→ TEXT EXTRACT
--- START ---
You can test by connecting some disk with data you don't care about, and
checking if its contents get modified (especially at the end), or if it gets
HPA enabled.

-- 
With respect,
Roman

^ permalink raw reply	[flat|nested] 16+ messages in thread

* Re: [sucess?] upgrading LSI SAS9211-8i fw IR->IT
  2017-10-24 11:47 upgrading LSI SAS9211-8i fw IR->IT Eyal Lebedinsky
  2017-10-24 12:14 ` Roman Mamedov
@ 2017-10-26  3:31 ` Eyal Lebedinsky
  2017-10-27 23:09   ` Eyal Lebedinsky
  2017-11-02 10:51   ` [sucess] " Eyal Lebedinsky
  1 sibling, 2 replies; 16+ messages in thread
From: Eyal Lebedinsky @ 2017-10-26  3:31 UTC (permalink / raw)
  To: list linux-raid

On 24/10/17 22:47, Eyal Lebedinsky wrote:
> [This is a resend, as plain text and with reduced size attachment...]
> 
> Following some excitement with my 4yo+ controller I acquires a new one.
> I now want to upgrade the fw from IR to IT.
> 
> I did some reading, which suggests the process is simple and straight forward - if I am lucky.
> The issue seems to be that the flashing program does not run on all mobos.
> 
> I think that my server (Intel BOXDH77KC) is not booting UEFI.
> Anyway, I plan to do the upgrade elsewhere, probably on my workstation (Gigabyte GA-G33M-DS2R).
--- END ---
[Contour labeling entries]
--- START ---
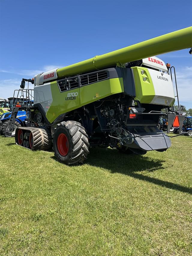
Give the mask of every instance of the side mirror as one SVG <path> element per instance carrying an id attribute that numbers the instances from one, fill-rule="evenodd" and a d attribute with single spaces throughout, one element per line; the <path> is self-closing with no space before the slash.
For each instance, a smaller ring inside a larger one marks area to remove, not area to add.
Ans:
<path id="1" fill-rule="evenodd" d="M 22 89 L 24 89 L 25 88 L 25 81 L 22 81 L 21 83 L 20 87 L 22 88 Z"/>

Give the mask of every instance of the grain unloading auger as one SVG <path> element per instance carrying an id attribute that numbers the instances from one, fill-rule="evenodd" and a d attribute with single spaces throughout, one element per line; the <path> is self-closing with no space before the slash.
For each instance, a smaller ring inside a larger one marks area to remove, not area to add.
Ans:
<path id="1" fill-rule="evenodd" d="M 56 157 L 68 164 L 82 162 L 97 146 L 140 154 L 166 150 L 171 141 L 158 128 L 159 118 L 167 131 L 173 122 L 181 130 L 184 117 L 173 114 L 169 67 L 154 55 L 190 48 L 192 28 L 36 75 L 29 115 L 36 127 L 17 128 L 16 143 L 46 149 L 52 141 Z"/>

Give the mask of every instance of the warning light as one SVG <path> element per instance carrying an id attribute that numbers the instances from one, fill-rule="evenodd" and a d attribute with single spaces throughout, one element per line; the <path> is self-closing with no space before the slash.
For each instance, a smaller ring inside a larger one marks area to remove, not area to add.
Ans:
<path id="1" fill-rule="evenodd" d="M 174 121 L 173 121 L 173 127 L 174 128 L 179 127 L 179 125 L 180 124 L 179 118 L 178 117 L 178 116 L 176 116 L 175 118 L 175 119 L 174 119 Z"/>
<path id="2" fill-rule="evenodd" d="M 15 106 L 16 107 L 20 107 L 21 104 L 19 102 L 17 102 L 17 104 L 16 104 L 16 106 Z"/>
<path id="3" fill-rule="evenodd" d="M 166 66 L 167 68 L 167 69 L 169 69 L 171 67 L 171 65 L 169 64 L 169 63 L 167 63 L 166 64 Z"/>
<path id="4" fill-rule="evenodd" d="M 135 114 L 130 114 L 129 118 L 135 118 L 136 117 L 136 115 Z"/>

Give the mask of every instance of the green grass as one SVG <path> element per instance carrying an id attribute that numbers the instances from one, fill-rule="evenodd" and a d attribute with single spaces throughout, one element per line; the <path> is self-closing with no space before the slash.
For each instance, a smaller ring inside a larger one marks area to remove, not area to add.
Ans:
<path id="1" fill-rule="evenodd" d="M 0 255 L 192 255 L 191 139 L 68 166 L 0 137 Z"/>

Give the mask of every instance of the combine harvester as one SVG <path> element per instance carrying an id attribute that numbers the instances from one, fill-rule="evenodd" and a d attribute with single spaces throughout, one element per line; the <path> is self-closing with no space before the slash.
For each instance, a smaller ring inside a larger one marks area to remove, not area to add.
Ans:
<path id="1" fill-rule="evenodd" d="M 171 108 L 170 65 L 154 56 L 190 48 L 192 28 L 36 75 L 30 120 L 38 113 L 42 124 L 17 128 L 16 143 L 34 150 L 52 143 L 57 159 L 68 164 L 82 163 L 96 146 L 141 155 L 165 151 L 171 142 L 157 128 L 160 117 L 168 132 L 173 123 L 180 133 L 184 116 Z"/>

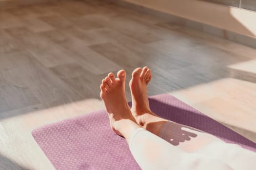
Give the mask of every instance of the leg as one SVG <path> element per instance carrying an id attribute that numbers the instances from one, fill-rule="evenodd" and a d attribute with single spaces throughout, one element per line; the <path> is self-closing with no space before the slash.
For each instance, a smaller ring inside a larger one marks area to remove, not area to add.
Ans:
<path id="1" fill-rule="evenodd" d="M 132 154 L 143 170 L 205 170 L 209 167 L 212 170 L 230 169 L 220 161 L 188 153 L 140 128 L 125 99 L 124 70 L 119 71 L 118 77 L 115 78 L 111 73 L 102 80 L 100 97 L 112 129 L 125 138 Z"/>
<path id="2" fill-rule="evenodd" d="M 168 121 L 153 113 L 149 107 L 147 91 L 151 77 L 150 70 L 147 67 L 138 68 L 133 72 L 130 82 L 132 115 L 142 127 L 187 152 L 198 153 L 220 158 L 237 169 L 244 166 L 250 169 L 252 166 L 256 166 L 256 163 L 252 161 L 256 160 L 255 153 L 237 145 L 227 144 L 198 129 Z M 221 150 L 218 148 L 221 148 Z"/>

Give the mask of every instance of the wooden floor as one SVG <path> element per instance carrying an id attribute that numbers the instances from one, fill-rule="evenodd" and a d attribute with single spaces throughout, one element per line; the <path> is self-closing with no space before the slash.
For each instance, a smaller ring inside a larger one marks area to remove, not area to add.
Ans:
<path id="1" fill-rule="evenodd" d="M 61 1 L 0 14 L 0 169 L 53 170 L 31 135 L 103 108 L 99 86 L 149 66 L 172 94 L 256 142 L 256 50 L 106 2 Z"/>

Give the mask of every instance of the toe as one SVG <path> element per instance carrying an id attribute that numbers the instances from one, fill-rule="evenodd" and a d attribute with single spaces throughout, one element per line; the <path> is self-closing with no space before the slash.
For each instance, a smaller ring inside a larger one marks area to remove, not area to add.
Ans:
<path id="1" fill-rule="evenodd" d="M 145 75 L 145 81 L 148 79 L 151 74 L 151 71 L 150 71 L 150 69 L 149 69 L 146 72 L 146 75 Z"/>
<path id="2" fill-rule="evenodd" d="M 148 67 L 144 67 L 142 69 L 142 71 L 141 72 L 141 73 L 140 74 L 140 77 L 141 77 L 142 79 L 145 78 L 145 76 L 146 75 L 146 72 L 148 69 Z"/>
<path id="3" fill-rule="evenodd" d="M 105 88 L 105 87 L 104 86 L 104 85 L 101 84 L 100 85 L 100 90 L 101 90 L 101 91 L 103 92 L 103 93 L 105 93 L 106 92 L 106 89 Z"/>
<path id="4" fill-rule="evenodd" d="M 105 79 L 103 79 L 102 80 L 102 85 L 104 85 L 105 88 L 106 88 L 107 90 L 109 90 L 109 89 L 110 89 L 109 86 L 108 86 L 108 84 L 107 83 L 107 82 L 106 82 Z"/>
<path id="5" fill-rule="evenodd" d="M 133 72 L 133 78 L 136 78 L 139 77 L 140 73 L 142 71 L 142 68 L 137 68 L 134 70 Z"/>
<path id="6" fill-rule="evenodd" d="M 105 78 L 105 81 L 106 81 L 106 82 L 107 82 L 109 87 L 111 87 L 112 86 L 112 82 L 111 82 L 111 80 L 110 80 L 110 78 L 109 77 L 106 77 Z"/>
<path id="7" fill-rule="evenodd" d="M 118 77 L 121 81 L 124 82 L 126 76 L 125 71 L 123 69 L 120 70 L 118 72 Z"/>
<path id="8" fill-rule="evenodd" d="M 108 75 L 108 76 L 110 78 L 111 80 L 111 82 L 112 82 L 112 84 L 114 85 L 116 83 L 116 78 L 115 78 L 115 75 L 112 72 L 109 73 Z"/>
<path id="9" fill-rule="evenodd" d="M 146 80 L 146 83 L 147 85 L 150 82 L 150 80 L 151 80 L 151 78 L 152 78 L 152 75 L 150 74 L 150 76 L 149 76 L 149 78 Z"/>

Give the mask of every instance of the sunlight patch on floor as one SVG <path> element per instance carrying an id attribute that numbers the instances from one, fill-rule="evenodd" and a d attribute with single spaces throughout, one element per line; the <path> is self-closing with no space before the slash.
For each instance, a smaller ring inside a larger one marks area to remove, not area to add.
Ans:
<path id="1" fill-rule="evenodd" d="M 169 94 L 219 122 L 256 134 L 256 84 L 223 78 Z"/>
<path id="2" fill-rule="evenodd" d="M 229 65 L 227 67 L 256 74 L 256 59 Z"/>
--- END ---
→ TASK 1
Answer these questions from the firmware thread:
(a) What model is the author's server?
(b) On which machine does the author plan to do the upgrade?
(c) What two outcomes does the test described at the top of the firmware thread check for?
→ TASK 2
Using the firmware thread, explain why the author calls the upgrade process simple and straightforward only "if I am lucky."
→ TASK 3
Rewrite the stretch of the firmware thread from "On 24/10/17 22:47, Eyal" through "not booting UEFI.", changing "flashing program" to "flashing utility".

→ WRITTEN RESPONSE 1
(a) Intel BOXDH77KC.
(b) The workstation, a Gigabyte GA-G33M-DS2R.
(c) Whether the disk's contents get modified, especially at the end, or whether the disk gets HPA enabled.

→ WRITTEN RESPONSE 2
The author has read that the flashing program does not run on all motherboards. Whether the process goes smoothly therefore depends on the motherboard used.

→ WRITTEN RESPONSE 3
On 24/10/17 22:47, Eyal Lebedinsky wrote:
> [This is a resend, as plain text and with reduced size attachment...]
> 
> Following some excitement with my 4yo+ controller I acquires a new one.
> I now want to upgrade the fw from IR to IT.
> 
> I did some reading, which suggests the process is simple and straight forward - if I am lucky.
> The issue seems to be that the flashing utility does not run on all mobos.
> 
> I think that my server (Intel BOXDH77KC) is not booting UEFI.